Retype the whole listing that follows, with nothing added or left out.
>>>
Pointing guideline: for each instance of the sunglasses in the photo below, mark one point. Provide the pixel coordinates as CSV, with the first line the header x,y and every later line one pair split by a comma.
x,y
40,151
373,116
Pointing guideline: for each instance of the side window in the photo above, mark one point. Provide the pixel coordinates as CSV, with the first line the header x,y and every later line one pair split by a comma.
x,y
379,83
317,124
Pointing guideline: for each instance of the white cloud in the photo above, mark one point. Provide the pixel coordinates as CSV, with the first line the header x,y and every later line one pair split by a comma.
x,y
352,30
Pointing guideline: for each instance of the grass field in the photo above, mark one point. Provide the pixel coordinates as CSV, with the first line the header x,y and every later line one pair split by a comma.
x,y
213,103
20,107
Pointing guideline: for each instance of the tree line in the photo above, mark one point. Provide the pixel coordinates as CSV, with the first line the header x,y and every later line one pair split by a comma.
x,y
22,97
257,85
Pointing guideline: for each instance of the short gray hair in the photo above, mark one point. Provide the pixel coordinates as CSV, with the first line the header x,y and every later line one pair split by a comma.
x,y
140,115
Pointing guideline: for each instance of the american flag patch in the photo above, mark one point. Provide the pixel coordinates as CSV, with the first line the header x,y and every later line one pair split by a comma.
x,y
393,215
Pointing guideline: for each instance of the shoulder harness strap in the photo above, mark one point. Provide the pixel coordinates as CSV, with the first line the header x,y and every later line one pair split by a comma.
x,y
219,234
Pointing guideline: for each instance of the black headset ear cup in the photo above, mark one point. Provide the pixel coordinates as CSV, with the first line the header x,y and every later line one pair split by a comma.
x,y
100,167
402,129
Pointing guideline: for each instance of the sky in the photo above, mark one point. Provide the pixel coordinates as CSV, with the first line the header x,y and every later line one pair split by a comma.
<<<
Result
Pointing guideline: for each instance of the sunglasses in the photo below, mark one point. Provide the pixel coordinates as CSV, with the first line the header x,y and every later line one pair split by a comma.
x,y
40,151
373,116
Pointing guideline: for each instance of the side window in the photo above, mark one point. Provide the pixel coordinates as CSV, with the first line the header x,y and every later line one pair split by a comma.
x,y
379,83
317,124
Pointing guideline: for each instance of the white cloud in the photo above, mark one point. Provide the pixel coordinates as CSV, with the first line the header x,y and every later line one pair split by a comma.
x,y
352,30
Pointing guideline: for each instance of the grass field in the photo above, mark one point. Provide the pixel coordinates as CSV, with the first line the header x,y and every later line one pair split by a comma.
x,y
213,103
20,107
Pointing guideline: for each instance of the tree line in the photo above, mark one point. Provide the pixel coordinates as CSV, with the first line the header x,y and every later line one pair split by a comma.
x,y
22,97
257,85
Pointing guideline: for each instance of the short gray hair in the photo above, mark one point. Provide the pixel coordinates as CSV, with the first line the header x,y and every later line one pair split by a comma.
x,y
140,115
Pointing guideline: for each instance of the american flag patch in the photo above, mark one point. Provide the pixel coordinates as CSV, with the first line the header x,y and every later line one pair split by a comma.
x,y
393,215
Pointing guideline: for each instance of the shoulder harness strap in the photo above, mark one point. Provide the pixel coordinates as CSV, with the first line the header x,y and every later line one pair split by a comma.
x,y
219,234
Pointing guideline: for each instance of the black headset ear cup in the photo above, mark one point. Provide the pixel coordinates as CSV, with the first line the header x,y and every later line one pair split by a comma.
x,y
100,167
402,129
Pointing guideline: for each instance of the sky in the photo above, mark one point. Provide the pixel coordinates as CSV, with the first line the header x,y and every later line one pair split by a comma.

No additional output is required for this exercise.